Reproduce the rows below without any change, starting with the line that contains "Task: annotate every instance of the parked" and going on through the last row. Include both that line and the final row, and nothing else.

— Begin —

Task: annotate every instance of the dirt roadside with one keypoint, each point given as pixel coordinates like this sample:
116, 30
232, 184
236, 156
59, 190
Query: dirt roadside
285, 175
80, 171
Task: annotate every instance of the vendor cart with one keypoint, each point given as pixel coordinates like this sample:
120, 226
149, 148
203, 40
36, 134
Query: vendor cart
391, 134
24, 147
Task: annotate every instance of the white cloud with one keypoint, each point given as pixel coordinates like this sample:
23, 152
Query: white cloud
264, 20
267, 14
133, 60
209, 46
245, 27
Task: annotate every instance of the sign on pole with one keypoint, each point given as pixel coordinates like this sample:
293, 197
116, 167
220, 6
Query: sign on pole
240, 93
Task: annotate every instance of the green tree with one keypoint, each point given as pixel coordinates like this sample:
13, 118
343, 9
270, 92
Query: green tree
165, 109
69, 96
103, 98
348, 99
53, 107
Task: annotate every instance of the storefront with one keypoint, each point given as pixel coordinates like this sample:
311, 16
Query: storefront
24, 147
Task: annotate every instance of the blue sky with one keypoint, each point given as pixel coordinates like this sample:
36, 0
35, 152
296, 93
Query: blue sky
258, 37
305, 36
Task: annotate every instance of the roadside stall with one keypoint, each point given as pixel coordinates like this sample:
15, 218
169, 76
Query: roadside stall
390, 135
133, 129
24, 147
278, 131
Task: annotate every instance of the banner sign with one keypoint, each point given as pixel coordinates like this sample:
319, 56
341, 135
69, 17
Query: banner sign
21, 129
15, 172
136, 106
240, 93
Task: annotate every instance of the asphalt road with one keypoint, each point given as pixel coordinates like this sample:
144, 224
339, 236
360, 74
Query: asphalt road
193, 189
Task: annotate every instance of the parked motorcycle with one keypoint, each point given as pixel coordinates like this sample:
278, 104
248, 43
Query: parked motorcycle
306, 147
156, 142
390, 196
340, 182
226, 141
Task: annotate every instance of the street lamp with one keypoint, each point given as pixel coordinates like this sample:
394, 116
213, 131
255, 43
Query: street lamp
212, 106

— End —

**Task result:**
Task: annotate every instance of the parked motorcycle with one keypoint, each point given as pixel coordinates like this sample:
278, 104
248, 43
Query: parked motorcycle
306, 147
156, 142
390, 196
340, 182
226, 141
Task: annotate every instance of the street lamp with one keypoint, each point given as pixel coordinates like this sample:
394, 116
213, 131
255, 43
Query: street lamp
212, 106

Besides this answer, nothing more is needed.